- **Task requirements**
Every entry should be returned unchanged, with the pictures omitted.

(Dataset entries)
____________________
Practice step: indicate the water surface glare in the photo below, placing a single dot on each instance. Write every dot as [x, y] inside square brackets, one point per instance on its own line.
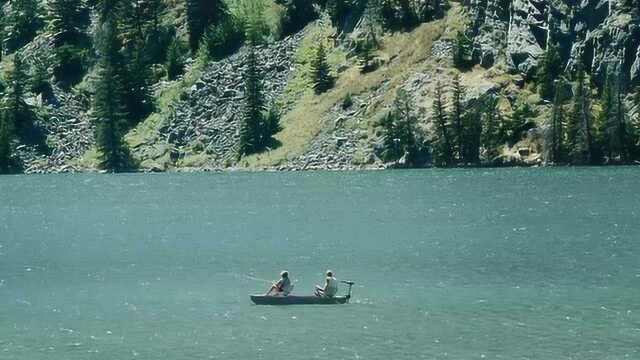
[449, 264]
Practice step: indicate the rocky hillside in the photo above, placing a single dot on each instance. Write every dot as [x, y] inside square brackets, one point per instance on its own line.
[196, 123]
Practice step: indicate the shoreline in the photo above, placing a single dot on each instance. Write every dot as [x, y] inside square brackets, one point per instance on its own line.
[291, 169]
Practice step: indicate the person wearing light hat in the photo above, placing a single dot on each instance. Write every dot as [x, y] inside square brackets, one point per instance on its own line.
[330, 288]
[283, 287]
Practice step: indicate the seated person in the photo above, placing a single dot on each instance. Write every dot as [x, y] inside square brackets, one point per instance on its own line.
[283, 287]
[330, 288]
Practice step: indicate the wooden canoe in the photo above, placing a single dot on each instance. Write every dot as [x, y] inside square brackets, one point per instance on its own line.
[298, 300]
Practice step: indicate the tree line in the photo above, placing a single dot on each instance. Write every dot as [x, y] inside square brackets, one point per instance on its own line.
[585, 125]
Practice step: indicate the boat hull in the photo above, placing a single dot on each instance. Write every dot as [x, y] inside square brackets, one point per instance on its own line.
[298, 300]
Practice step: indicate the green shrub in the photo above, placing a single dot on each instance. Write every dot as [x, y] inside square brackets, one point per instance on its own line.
[347, 101]
[175, 60]
[223, 39]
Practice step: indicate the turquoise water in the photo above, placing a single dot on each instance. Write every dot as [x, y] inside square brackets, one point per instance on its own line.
[449, 264]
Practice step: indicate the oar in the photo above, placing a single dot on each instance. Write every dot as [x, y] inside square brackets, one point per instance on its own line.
[350, 283]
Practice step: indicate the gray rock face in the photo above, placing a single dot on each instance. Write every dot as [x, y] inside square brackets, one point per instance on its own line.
[207, 119]
[602, 35]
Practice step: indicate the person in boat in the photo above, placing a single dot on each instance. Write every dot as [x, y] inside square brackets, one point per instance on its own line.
[283, 287]
[330, 288]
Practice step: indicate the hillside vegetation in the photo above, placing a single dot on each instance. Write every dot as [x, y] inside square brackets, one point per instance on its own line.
[158, 85]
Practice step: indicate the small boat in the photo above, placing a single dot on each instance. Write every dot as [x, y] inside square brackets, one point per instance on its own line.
[302, 300]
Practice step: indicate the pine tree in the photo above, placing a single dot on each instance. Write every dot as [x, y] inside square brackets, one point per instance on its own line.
[297, 13]
[549, 70]
[16, 111]
[623, 130]
[521, 122]
[108, 110]
[175, 61]
[554, 141]
[40, 79]
[252, 14]
[442, 139]
[462, 51]
[200, 15]
[579, 129]
[491, 129]
[604, 123]
[457, 116]
[68, 20]
[135, 76]
[472, 136]
[401, 138]
[252, 116]
[22, 23]
[320, 71]
[5, 144]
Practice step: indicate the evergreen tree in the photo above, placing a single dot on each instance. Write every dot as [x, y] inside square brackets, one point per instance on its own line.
[457, 116]
[22, 23]
[554, 141]
[296, 15]
[521, 122]
[491, 129]
[579, 129]
[175, 61]
[200, 15]
[443, 155]
[472, 136]
[68, 20]
[549, 70]
[5, 144]
[222, 39]
[16, 111]
[623, 141]
[320, 71]
[251, 13]
[401, 138]
[108, 109]
[604, 123]
[135, 76]
[252, 115]
[40, 79]
[462, 51]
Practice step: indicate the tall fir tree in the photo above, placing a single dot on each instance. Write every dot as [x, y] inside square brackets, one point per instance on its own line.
[16, 111]
[580, 124]
[443, 154]
[549, 70]
[320, 71]
[22, 23]
[457, 116]
[108, 110]
[175, 61]
[462, 51]
[492, 120]
[200, 15]
[135, 76]
[554, 140]
[68, 21]
[604, 123]
[472, 136]
[401, 138]
[5, 144]
[297, 13]
[521, 122]
[252, 116]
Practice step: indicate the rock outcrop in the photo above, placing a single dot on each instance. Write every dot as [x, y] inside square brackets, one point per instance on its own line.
____________________
- **Task solution**
Practice step: indicate the water surface glare in the photo below, placing a single dot on each instance. Write every dot as [x, y] inside square brackets, one point per instance on its own line.
[449, 264]
Practice step: indicate the rocky hillside in the photo above, placing a single dot on each instance. Write every dot as [x, y] inside square brackets, one point per instance on its own line.
[196, 123]
Practice step: indicate the shoreline in the photo above, placing a single dot on each instance. Write every dot as [x, y] inside square brackets, one point per instance on its own line.
[291, 169]
Practice step: indicate the person wearing light hat in the photo above, placing a single dot on each instance. Write every dot as [x, y] inside square brackets, one point per instance on its own line.
[330, 288]
[283, 287]
Practice step: indicate the seated person in the photo above, placing a single dot on each instance. Write every dot as [x, y] inside square brackets, one point per instance on its own line.
[283, 287]
[330, 288]
Practice step: indicate the wooden canoe in the photo above, placing a single dot on each instance. Write every dot as [x, y] inside square brackets, one point per instance on its own line.
[298, 300]
Practice step: indicate the tree line in the photo above, placing a single dot on each instance. Write every dot as [x, y] inside square brackets, one point per instance on its own line.
[585, 125]
Practice step: indicate the boat hull in the photo above, placing a single dot on each instance. Write every dot as [x, y] inside square brackets, one point per instance on its own line.
[298, 300]
Practice step: indicate the green shrub in the photo above, placing a single dot on each instance. Write every dot as [x, y] inside square brackets, one point per instance on its own line.
[347, 101]
[175, 60]
[223, 39]
Practice step: indicate the turquoise water in the photo above, placing a single dot on each instance. Write every dot as [x, y] inside square brackets, one point per instance on its own line.
[449, 264]
Practice step: indicate the oar in the photo above, placing a single dot on each instance. Write every dot as [x, y] inside square brackets, one point per instance on its own line.
[350, 283]
Practice step: indicate the gray rock face in the photo above, placing a single dot on each instance. Write every dot as [x, y] inside square brackets, one point per instance on its own line.
[207, 119]
[602, 35]
Practice step: indicate the person in boat in the photo above, placing a single dot on each instance. Write every dot as [x, y] inside square brackets, one point per instance on its own line.
[283, 287]
[330, 288]
Practice step: indicate the hillside vegetation in the photo above, placing a single dot on each instance. Write every dot as [x, y] inside square brackets, one point per instance on its own line.
[158, 85]
Practice step: indicate the small boat in the photo above, placing a single dot on each instance. Write every dot as [x, y] inside square brackets, one point per instance on its own line.
[302, 300]
Practice step: indicate the pine tree in the photo above, placing a single dot on each instance. Write every dot as [x, y] inside square brackets, one point per instance on its own line.
[297, 13]
[549, 70]
[16, 111]
[623, 130]
[521, 122]
[108, 110]
[175, 61]
[554, 141]
[40, 79]
[252, 14]
[442, 139]
[462, 51]
[200, 15]
[579, 129]
[491, 129]
[604, 123]
[457, 116]
[68, 20]
[135, 76]
[472, 136]
[401, 138]
[252, 116]
[22, 23]
[320, 71]
[5, 144]
Practice step: indicate the evergreen tree in the photo above, placing a single dot on each instance. Write every dot as [x, y] inside square brackets, one point per instance on its own line.
[457, 116]
[22, 23]
[554, 141]
[296, 15]
[521, 122]
[491, 129]
[579, 129]
[175, 61]
[200, 15]
[443, 155]
[472, 136]
[68, 20]
[549, 70]
[5, 144]
[222, 39]
[16, 111]
[623, 141]
[320, 71]
[251, 13]
[401, 138]
[108, 109]
[604, 123]
[135, 76]
[252, 115]
[40, 79]
[462, 51]
Practice step: indicate the tall fir tree in the photo above, placing a single dot on each instance. Write every dot as [x, y] inside square brackets, one point per instance on its own line.
[16, 111]
[580, 124]
[443, 154]
[549, 70]
[320, 71]
[22, 23]
[457, 116]
[108, 110]
[175, 61]
[462, 51]
[492, 120]
[200, 15]
[135, 76]
[554, 140]
[68, 21]
[604, 123]
[472, 136]
[401, 138]
[5, 144]
[297, 13]
[521, 122]
[252, 116]
Practice step: indicate the rock outcrop in the photo above, placing a single dot on each instance. Write every dot as [x, y] inside square brackets, one point per instance on its own line.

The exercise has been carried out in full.